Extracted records

----------------------------------------

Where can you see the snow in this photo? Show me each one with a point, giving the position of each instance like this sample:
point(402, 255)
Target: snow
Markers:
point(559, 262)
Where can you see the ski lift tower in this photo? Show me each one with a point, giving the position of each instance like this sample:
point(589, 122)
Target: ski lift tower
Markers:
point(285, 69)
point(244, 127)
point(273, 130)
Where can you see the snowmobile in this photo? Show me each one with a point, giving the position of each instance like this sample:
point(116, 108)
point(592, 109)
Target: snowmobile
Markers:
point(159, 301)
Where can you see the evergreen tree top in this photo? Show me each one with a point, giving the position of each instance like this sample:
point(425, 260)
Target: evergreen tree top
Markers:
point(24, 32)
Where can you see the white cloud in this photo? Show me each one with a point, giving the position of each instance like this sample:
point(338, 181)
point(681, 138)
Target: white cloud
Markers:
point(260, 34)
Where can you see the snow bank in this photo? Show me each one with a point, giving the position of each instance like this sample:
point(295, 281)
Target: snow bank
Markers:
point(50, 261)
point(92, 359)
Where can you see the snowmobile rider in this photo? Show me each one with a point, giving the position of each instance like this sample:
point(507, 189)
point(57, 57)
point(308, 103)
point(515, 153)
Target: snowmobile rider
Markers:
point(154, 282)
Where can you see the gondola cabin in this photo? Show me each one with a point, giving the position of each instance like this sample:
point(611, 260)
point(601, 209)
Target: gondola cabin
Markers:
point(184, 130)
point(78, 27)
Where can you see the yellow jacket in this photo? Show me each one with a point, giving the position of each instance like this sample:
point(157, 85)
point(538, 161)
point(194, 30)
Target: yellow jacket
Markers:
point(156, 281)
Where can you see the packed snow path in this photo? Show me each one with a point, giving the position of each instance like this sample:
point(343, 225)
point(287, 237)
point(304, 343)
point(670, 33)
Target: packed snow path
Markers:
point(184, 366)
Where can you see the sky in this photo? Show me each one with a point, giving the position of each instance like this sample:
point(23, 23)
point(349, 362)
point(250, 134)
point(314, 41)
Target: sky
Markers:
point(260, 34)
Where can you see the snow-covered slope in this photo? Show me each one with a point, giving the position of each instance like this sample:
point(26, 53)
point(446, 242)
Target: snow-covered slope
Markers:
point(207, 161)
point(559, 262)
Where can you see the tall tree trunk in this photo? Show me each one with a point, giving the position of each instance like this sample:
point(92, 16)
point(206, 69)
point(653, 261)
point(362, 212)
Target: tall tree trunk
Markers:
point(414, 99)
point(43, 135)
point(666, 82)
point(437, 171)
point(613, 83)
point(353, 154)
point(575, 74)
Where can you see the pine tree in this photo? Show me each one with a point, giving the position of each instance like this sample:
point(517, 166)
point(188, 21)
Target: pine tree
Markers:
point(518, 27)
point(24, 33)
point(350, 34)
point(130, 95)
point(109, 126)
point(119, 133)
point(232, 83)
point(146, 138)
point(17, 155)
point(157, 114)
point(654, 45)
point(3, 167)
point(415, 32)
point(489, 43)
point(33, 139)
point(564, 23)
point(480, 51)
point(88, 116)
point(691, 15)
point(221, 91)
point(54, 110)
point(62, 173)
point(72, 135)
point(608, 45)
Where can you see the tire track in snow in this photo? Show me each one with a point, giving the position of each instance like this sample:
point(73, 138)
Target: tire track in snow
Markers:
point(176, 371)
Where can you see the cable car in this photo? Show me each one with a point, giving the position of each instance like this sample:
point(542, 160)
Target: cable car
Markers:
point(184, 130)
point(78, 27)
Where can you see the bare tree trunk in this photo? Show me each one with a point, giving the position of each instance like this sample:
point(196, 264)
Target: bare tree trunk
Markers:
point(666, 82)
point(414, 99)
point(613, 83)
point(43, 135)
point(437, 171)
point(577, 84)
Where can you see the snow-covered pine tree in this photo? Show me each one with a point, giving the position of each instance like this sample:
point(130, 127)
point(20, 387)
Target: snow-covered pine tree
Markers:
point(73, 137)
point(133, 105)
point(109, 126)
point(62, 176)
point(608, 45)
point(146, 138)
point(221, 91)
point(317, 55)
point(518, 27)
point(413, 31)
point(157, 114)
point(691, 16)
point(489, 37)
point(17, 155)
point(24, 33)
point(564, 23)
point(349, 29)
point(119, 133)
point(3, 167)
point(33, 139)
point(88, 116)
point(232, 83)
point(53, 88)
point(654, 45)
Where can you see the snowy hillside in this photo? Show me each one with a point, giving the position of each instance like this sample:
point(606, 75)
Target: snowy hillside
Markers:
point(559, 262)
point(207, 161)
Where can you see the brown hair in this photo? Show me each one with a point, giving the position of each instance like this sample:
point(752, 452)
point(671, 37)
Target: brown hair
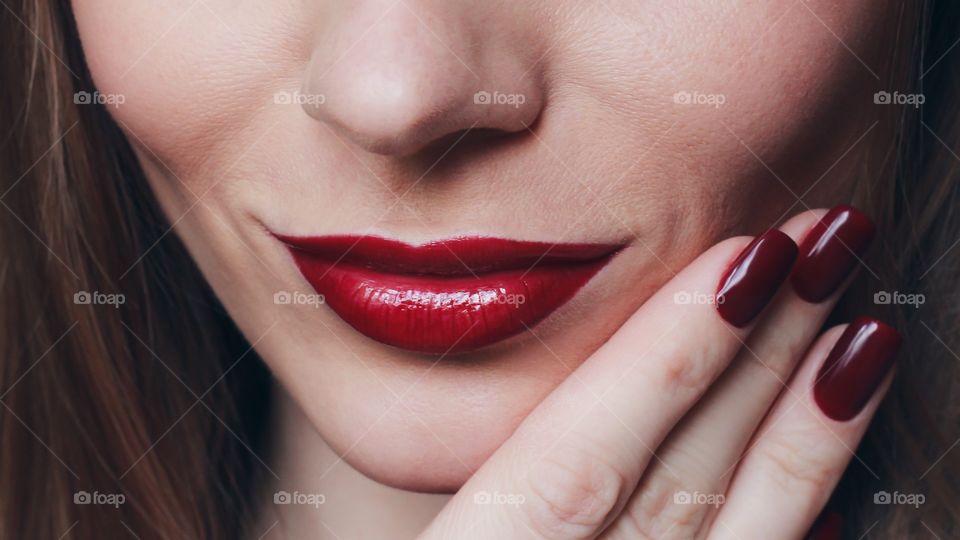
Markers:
point(141, 399)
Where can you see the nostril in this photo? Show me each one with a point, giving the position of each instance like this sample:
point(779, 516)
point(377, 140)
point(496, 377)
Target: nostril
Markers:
point(412, 90)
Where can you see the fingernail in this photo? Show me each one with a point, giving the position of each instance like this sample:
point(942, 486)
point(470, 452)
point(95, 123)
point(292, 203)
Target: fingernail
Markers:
point(754, 277)
point(828, 527)
point(855, 367)
point(830, 251)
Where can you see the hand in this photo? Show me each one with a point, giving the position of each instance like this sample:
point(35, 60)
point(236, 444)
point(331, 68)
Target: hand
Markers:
point(684, 425)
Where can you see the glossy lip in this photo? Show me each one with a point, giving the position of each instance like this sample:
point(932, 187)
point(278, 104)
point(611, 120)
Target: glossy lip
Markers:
point(448, 296)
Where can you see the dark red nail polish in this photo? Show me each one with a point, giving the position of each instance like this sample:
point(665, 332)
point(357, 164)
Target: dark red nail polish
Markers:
point(830, 251)
point(828, 527)
point(855, 367)
point(754, 277)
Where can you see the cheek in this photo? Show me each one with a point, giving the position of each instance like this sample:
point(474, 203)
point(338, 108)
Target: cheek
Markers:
point(194, 76)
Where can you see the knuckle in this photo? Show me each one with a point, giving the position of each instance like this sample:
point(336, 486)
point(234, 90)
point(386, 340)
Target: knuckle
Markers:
point(795, 467)
point(686, 370)
point(659, 510)
point(574, 494)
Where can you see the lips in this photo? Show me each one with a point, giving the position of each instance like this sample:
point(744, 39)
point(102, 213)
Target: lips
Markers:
point(444, 297)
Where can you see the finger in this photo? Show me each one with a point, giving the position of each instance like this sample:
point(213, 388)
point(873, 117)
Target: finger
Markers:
point(806, 443)
point(576, 458)
point(680, 491)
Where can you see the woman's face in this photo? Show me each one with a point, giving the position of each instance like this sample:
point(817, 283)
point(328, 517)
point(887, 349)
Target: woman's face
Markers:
point(646, 129)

----------------------------------------

What is required
The stretch of entries above that starts with the line containing "point(26, 53)" and goes on through the line containing "Target: tall tree trunk" is to be transcribed exactly, and no other line is to be transcribed.

Expected answer
point(26, 53)
point(446, 242)
Target: snow-covered slope
Markers:
point(207, 161)
point(559, 262)
Where can you see the tall tree trunk in this photo? Show me each one with a point, giving the position of each instance like this sample:
point(92, 16)
point(206, 69)
point(653, 261)
point(362, 212)
Target: tall tree trunk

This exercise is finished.